(What you have to do):
A word-for-word transcription of every record is needed.

(The data):
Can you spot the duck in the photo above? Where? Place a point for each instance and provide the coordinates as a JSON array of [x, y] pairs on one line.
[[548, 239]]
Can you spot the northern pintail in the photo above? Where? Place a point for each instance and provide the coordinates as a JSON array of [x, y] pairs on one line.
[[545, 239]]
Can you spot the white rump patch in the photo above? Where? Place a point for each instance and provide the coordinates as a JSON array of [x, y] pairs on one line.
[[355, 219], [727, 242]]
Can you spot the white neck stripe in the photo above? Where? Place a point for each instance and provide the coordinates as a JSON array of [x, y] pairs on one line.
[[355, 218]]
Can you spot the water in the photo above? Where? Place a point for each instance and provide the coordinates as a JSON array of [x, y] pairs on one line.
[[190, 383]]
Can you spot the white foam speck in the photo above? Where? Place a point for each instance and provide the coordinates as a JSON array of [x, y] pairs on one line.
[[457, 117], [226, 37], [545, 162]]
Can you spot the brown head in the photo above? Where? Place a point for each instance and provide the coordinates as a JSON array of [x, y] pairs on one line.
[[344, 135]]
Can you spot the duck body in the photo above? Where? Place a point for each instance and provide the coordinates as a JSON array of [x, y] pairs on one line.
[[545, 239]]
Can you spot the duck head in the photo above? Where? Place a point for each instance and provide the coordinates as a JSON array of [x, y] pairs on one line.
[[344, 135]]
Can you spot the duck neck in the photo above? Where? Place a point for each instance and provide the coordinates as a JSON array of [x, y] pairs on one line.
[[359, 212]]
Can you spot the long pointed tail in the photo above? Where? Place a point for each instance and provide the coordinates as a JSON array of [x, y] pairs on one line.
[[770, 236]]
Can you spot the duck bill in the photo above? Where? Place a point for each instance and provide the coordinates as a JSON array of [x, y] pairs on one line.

(Written solution):
Can you spot the duck in the photo above? Where? Place a point for each instance and provide the coordinates as a JSON array of [x, y] pairs on one line.
[[548, 239]]
Can you spot the northern pintail in the photo above? Where? Place a point for each instance and provide the coordinates as a JSON array of [x, y] pairs on one line.
[[545, 239]]
Can you spot the white rump patch in the photo above? Where? Place a point for each instance and provide the coordinates as a JSON array of [x, y] pairs on one line.
[[355, 219], [727, 242]]
Can you spot the white neck stripe in the photo above? Where? Place a point for each instance and provide the coordinates as a JSON array of [x, y] pairs on one line.
[[355, 218]]
Can you spot the water in the photo above? Where? Place a point for each instance and provide the coordinates as a JSON array of [x, y] pairs on one line.
[[190, 383]]
Can you spot the white foam speck in the photo above? Where? Place a point for each instance and provide the coordinates as a JSON array of [x, y] pairs on one line.
[[457, 117], [226, 37], [545, 162]]
Can you spot the brown head in the photo above? Where? Place a point for each instance and provide the coordinates as a JSON array of [x, y] pairs on one line.
[[344, 135]]
Can you spot the duck body in the photo above? Where? Place a point for each instance and provide the coordinates as a JSON array of [x, y] pairs on one line.
[[545, 239]]
Can you spot the duck head in the photo above? Where? Place a point for each instance and provide the coordinates as a JSON array of [x, y] pairs on one line.
[[344, 135]]
Can you spot the duck neck in the photo above? Where? Place a point for each instance and provide the coordinates as a JSON array of [x, y] pairs on one line.
[[359, 212]]
Can you spot the long pointed tail in the photo above? Where? Place a point for each instance and provide the coordinates as a JSON array of [x, y] pairs on one line.
[[770, 236]]
Can you spot the duck bill in the photo above? Where? Place a point for each instance and provide the coordinates as a JSON array of [x, y] pairs on one line.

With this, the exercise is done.